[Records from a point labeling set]
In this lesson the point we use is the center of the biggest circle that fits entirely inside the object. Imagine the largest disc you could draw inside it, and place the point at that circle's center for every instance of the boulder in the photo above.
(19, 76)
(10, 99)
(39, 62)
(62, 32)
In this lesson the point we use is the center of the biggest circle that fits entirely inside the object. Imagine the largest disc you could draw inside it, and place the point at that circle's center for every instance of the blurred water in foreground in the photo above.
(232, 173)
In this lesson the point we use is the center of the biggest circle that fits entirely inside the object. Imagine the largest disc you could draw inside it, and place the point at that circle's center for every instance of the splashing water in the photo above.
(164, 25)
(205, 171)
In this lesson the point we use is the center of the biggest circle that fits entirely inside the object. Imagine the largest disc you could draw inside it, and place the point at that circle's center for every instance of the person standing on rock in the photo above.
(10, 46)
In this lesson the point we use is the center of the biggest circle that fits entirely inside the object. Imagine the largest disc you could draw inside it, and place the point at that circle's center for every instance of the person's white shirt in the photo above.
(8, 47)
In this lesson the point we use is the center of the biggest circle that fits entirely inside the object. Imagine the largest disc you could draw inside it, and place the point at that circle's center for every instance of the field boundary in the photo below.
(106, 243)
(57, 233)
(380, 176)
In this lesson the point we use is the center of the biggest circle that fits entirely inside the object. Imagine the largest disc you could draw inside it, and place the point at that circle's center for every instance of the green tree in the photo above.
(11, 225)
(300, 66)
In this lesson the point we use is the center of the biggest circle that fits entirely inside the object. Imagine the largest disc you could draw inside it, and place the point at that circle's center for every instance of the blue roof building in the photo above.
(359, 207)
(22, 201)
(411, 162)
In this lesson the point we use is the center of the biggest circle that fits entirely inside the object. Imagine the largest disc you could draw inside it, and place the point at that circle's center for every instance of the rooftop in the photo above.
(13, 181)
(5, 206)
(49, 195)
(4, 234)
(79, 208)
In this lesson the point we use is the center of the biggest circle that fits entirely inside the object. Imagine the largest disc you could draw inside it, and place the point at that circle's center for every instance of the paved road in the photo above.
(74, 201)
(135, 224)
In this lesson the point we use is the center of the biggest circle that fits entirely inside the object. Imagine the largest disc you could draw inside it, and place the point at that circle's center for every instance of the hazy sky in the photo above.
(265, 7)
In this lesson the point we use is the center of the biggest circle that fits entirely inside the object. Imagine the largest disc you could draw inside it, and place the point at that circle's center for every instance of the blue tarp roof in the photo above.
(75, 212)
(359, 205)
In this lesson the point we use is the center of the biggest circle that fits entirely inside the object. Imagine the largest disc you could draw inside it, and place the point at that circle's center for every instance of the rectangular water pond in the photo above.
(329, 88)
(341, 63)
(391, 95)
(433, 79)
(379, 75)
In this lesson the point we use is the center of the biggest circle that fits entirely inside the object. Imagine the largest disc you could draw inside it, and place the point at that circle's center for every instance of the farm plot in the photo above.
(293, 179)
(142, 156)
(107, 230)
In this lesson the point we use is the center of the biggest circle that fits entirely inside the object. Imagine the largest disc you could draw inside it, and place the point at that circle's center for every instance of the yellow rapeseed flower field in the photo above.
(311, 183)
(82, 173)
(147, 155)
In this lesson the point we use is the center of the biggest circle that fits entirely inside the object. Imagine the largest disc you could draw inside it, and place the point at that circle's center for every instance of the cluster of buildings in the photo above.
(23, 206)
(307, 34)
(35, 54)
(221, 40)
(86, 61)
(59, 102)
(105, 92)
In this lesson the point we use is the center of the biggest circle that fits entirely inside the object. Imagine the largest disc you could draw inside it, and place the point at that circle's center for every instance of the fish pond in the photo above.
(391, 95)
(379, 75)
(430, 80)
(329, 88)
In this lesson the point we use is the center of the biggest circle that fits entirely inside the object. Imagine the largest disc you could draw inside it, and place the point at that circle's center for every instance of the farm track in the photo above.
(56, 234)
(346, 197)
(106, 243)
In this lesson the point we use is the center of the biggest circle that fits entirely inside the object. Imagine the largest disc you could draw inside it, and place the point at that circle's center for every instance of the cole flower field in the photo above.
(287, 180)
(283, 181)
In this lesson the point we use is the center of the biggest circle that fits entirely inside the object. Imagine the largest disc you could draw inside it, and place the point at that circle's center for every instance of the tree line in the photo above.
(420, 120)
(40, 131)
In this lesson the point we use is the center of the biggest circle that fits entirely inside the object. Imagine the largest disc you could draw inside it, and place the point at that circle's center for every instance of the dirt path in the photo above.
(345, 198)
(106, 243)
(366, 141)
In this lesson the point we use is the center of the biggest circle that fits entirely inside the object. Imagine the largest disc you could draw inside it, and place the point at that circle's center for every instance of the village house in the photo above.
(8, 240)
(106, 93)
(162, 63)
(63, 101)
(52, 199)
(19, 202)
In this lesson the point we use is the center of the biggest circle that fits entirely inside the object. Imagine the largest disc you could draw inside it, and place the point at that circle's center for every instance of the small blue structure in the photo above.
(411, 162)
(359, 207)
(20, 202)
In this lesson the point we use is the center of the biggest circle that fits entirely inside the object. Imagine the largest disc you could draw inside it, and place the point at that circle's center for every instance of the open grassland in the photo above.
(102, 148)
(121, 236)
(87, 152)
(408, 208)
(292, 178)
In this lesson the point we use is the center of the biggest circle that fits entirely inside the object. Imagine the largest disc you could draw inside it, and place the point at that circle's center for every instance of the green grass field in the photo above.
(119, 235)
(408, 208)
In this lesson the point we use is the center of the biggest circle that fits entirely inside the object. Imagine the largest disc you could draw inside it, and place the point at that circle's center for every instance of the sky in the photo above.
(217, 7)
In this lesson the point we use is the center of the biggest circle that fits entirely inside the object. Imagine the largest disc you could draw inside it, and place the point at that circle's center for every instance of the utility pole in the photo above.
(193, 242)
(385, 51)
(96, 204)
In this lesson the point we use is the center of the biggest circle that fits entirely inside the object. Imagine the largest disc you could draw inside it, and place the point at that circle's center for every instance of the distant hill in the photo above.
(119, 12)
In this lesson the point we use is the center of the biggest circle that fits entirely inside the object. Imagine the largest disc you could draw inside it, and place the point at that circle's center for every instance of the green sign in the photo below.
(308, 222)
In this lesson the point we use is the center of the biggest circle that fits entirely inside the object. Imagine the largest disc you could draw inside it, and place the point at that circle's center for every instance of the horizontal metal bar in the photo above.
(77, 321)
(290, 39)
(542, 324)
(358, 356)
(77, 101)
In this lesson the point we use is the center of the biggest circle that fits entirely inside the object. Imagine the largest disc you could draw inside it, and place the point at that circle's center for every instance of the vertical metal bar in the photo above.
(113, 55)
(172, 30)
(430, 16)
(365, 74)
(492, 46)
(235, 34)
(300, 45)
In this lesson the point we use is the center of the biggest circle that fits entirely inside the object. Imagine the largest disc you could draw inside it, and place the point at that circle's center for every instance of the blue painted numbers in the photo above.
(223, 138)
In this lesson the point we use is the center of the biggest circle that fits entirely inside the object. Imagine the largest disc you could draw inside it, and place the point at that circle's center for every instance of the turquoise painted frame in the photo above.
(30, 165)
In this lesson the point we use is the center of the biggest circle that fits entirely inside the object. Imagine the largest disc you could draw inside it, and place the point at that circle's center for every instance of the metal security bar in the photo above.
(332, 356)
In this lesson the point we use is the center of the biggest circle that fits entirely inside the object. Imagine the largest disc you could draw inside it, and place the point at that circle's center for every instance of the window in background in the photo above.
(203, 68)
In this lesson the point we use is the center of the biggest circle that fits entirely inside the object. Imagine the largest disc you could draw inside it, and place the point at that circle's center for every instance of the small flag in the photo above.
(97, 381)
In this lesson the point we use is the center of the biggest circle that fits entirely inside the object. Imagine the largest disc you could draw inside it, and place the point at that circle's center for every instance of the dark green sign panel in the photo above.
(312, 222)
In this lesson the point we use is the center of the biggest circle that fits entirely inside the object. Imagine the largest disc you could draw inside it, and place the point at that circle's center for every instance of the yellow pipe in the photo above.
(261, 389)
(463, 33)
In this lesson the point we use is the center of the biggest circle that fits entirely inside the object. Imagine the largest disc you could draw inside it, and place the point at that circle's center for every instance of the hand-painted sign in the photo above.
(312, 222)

**Exercise prompt**
Starting from the line containing "flag in the photo above." and ending with the final line of the data, reproduce each line exactly as it appears, including no other lines.

**The completed task**
In this lesson the point we use is the center of the biggest circle that fits entirely inside the object. Imagine the largest disc you could draw inside it, and place the point at that circle's center for every instance of the small flag in the photo above.
(97, 381)
In this lesson the point we use is the center of the biggest circle that fits entirely inside the object. Imagine the largest disc you could draw inside it, and place the point at that circle's center for every instance of the dark green sign panel in the photo above.
(312, 222)
In this lesson the point we use is the center of the biggest circle that fits entirely inside the object. Imagine the largest disc you could draw inside it, and place the point at that circle's center for every instance of the yellow pipe in the photo above.
(261, 389)
(463, 33)
In this lesson the point we use is the center of the biggest circle that fits entirely inside the object. Imagine the largest disc you could draw inside it, and place the point at that circle's center for every instance of the hand-painted sign in the photo above.
(312, 222)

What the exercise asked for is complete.